Copy out only the lines from the one containing "of the tree" through the one containing "(847, 1050)", both ends included, and keep the request line as it stands. In each answer, add 9 to every coordinate.

## Provided material

◇ ◇ ◇ ◇ ◇ ◇ ◇

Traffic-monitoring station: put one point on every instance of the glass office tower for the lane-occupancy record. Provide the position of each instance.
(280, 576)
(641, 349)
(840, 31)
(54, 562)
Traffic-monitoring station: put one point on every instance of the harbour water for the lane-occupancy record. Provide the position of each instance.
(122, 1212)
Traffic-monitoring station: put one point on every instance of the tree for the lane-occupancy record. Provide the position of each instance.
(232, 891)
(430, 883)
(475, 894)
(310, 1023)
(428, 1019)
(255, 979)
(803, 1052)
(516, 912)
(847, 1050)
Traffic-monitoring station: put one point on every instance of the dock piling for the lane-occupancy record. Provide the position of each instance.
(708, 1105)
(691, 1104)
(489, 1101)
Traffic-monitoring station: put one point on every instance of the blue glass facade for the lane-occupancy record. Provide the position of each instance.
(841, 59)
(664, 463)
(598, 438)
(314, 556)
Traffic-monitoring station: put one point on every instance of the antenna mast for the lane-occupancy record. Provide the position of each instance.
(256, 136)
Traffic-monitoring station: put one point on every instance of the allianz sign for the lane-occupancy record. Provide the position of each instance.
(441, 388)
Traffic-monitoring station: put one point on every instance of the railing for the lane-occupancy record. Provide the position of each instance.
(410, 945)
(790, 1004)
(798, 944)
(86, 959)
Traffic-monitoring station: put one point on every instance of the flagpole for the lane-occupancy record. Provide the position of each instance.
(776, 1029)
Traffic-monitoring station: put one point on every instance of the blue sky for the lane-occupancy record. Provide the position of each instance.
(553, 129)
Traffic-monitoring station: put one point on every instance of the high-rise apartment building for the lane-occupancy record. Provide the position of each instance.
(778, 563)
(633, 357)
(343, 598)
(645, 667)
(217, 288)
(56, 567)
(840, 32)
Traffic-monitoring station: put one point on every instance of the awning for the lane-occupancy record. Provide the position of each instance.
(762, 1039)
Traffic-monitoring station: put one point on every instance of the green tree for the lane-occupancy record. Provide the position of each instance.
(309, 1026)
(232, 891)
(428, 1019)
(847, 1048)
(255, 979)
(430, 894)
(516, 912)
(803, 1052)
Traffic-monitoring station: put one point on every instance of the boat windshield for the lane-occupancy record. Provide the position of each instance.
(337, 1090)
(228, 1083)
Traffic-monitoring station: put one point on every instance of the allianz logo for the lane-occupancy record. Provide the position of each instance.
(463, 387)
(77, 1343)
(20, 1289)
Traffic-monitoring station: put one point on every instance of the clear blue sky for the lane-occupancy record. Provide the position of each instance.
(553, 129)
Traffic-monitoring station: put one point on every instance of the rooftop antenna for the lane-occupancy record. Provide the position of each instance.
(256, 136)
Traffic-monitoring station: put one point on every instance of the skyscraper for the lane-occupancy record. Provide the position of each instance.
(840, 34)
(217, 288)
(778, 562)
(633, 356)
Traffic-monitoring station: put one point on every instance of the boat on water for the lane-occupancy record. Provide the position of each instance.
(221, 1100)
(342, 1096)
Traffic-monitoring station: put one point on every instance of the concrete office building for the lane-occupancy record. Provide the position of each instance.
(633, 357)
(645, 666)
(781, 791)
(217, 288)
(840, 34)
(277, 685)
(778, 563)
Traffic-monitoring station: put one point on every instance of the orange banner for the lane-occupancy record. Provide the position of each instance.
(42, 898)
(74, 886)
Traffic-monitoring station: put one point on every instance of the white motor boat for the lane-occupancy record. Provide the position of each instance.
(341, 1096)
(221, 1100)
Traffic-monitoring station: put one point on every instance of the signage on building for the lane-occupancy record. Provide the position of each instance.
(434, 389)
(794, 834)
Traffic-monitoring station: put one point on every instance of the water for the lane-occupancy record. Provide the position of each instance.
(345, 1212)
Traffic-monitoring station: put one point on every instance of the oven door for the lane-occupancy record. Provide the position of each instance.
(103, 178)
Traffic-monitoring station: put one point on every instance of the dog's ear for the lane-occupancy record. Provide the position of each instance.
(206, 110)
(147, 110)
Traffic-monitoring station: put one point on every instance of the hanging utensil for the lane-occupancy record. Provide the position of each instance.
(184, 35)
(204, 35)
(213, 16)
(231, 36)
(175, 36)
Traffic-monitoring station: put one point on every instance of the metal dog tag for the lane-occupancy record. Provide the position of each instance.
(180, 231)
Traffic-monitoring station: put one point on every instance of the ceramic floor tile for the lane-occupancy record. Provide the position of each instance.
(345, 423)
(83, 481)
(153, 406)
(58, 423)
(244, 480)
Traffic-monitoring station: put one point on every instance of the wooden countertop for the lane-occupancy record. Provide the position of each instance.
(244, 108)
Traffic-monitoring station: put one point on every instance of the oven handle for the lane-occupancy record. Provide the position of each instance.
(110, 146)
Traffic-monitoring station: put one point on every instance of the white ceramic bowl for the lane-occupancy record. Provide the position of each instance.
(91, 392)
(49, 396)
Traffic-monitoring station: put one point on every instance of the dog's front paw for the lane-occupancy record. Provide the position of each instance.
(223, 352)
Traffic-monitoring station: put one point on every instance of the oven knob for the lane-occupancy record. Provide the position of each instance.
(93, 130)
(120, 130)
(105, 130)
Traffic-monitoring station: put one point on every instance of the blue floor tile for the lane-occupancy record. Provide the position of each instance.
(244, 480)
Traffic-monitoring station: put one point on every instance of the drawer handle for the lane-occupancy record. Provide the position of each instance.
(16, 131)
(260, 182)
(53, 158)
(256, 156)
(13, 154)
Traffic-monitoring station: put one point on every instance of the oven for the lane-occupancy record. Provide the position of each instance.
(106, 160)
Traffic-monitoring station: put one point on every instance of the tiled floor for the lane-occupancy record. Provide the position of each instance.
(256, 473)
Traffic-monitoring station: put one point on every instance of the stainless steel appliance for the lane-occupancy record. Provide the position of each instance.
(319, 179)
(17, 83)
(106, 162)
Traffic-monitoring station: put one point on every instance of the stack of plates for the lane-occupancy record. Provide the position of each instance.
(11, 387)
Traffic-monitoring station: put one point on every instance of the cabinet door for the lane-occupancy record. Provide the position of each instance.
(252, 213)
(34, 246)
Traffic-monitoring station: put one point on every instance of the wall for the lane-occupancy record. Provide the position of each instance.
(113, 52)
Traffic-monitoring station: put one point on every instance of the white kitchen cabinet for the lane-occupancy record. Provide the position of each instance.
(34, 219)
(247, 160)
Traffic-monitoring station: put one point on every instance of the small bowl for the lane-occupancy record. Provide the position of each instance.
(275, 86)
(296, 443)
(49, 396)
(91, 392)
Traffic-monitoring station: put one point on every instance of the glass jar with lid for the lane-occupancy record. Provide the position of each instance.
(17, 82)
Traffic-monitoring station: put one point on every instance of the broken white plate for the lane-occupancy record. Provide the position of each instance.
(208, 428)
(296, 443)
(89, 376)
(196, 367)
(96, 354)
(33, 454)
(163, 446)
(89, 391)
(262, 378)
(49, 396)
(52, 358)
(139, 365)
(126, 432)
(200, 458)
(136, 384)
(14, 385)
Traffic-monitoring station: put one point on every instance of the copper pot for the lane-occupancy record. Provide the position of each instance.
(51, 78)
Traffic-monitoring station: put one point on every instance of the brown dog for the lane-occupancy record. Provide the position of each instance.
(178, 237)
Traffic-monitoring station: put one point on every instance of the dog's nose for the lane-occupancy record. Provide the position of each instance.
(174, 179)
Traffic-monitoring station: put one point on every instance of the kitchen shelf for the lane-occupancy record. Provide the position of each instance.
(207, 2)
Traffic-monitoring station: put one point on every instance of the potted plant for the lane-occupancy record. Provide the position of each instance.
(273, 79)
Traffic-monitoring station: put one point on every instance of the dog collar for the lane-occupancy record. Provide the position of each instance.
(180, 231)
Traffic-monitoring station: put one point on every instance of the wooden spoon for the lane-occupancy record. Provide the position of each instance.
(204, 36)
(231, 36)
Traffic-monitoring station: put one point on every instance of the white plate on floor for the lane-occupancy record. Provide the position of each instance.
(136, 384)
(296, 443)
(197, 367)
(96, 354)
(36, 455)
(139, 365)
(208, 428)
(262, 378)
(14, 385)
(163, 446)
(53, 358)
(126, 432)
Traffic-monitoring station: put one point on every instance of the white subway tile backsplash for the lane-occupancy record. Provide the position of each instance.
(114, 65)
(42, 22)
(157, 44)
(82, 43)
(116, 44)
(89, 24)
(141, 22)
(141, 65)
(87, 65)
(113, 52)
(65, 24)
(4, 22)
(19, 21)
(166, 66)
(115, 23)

◇ ◇ ◇ ◇ ◇ ◇ ◇

## Solved exercise
Traffic-monitoring station: put one point on every instance of the tree for the lane-occupancy record. Provide the position of each instance.
(241, 900)
(439, 892)
(484, 903)
(319, 1032)
(437, 1028)
(264, 988)
(812, 1061)
(525, 921)
(856, 1059)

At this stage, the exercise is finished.